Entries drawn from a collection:
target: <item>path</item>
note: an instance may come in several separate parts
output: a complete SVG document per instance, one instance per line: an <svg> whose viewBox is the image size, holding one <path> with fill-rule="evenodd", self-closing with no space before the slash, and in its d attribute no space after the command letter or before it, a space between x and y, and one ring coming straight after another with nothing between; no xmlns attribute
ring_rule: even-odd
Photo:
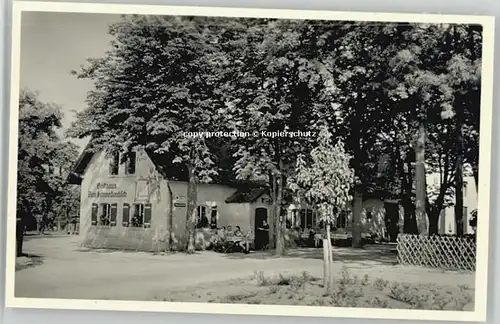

*OBJECTIVE*
Pick out each line of the records containing the string "instance", matching case exactly.

*OUTPUT FOR THIS TASK*
note: an instance may come in several separate parts
output: a complete SVG document per instance, one instance per line: an <svg> whose viewBox is the image size, holding one <path> with fill-rule="evenodd", self-closing with no space before the slash, and in its d attribute no space after the command letter or before it, a space between x and y, and one ring coming straight after another with nothing between; no xmlns attribute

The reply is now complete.